═══ DATA SUPPLIED ═══
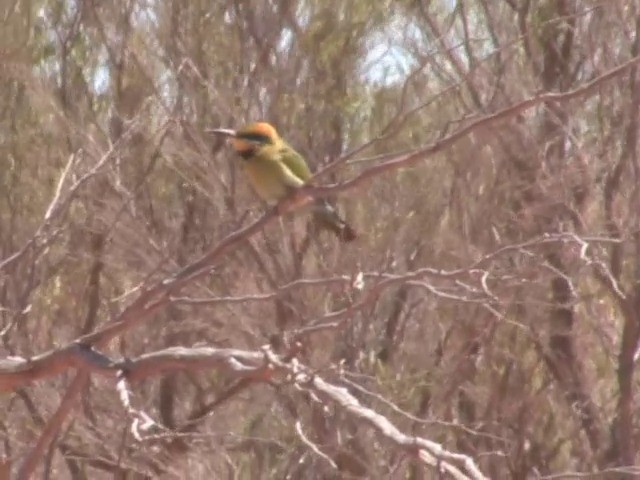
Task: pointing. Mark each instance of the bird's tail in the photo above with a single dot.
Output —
(326, 216)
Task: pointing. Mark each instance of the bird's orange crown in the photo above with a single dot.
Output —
(255, 133)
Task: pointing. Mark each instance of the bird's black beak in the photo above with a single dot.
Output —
(227, 132)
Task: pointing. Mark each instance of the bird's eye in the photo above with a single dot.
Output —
(255, 138)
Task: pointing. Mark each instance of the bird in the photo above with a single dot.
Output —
(277, 172)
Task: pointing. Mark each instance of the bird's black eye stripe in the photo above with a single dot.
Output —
(255, 137)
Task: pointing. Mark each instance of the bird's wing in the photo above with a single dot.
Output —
═══
## WORK INSTRUCTIONS
From the data, collect all lines where the string "black" appears.

## RESULT OF THE TASK
Task: pointing. Mark each instance of the bird's black beak in the photo above with a single dot.
Task: pointing. Mark each instance of the bird's black eye stripe in the photo above with a single dot.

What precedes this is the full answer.